Data provided:
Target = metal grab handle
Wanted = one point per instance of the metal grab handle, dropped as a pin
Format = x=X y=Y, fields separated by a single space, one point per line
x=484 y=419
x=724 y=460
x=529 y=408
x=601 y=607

Aim: Add 36 to every x and y coordinate in the answers, then write out all of the data above again in full, keeping every other line unchanged.

Result of the exercise:
Target = metal grab handle
Wanted = one point per instance of the metal grab handle, dropped as a pin
Format = x=X y=Y, fields separated by a single space, one point per line
x=520 y=455
x=760 y=496
x=565 y=444
x=637 y=643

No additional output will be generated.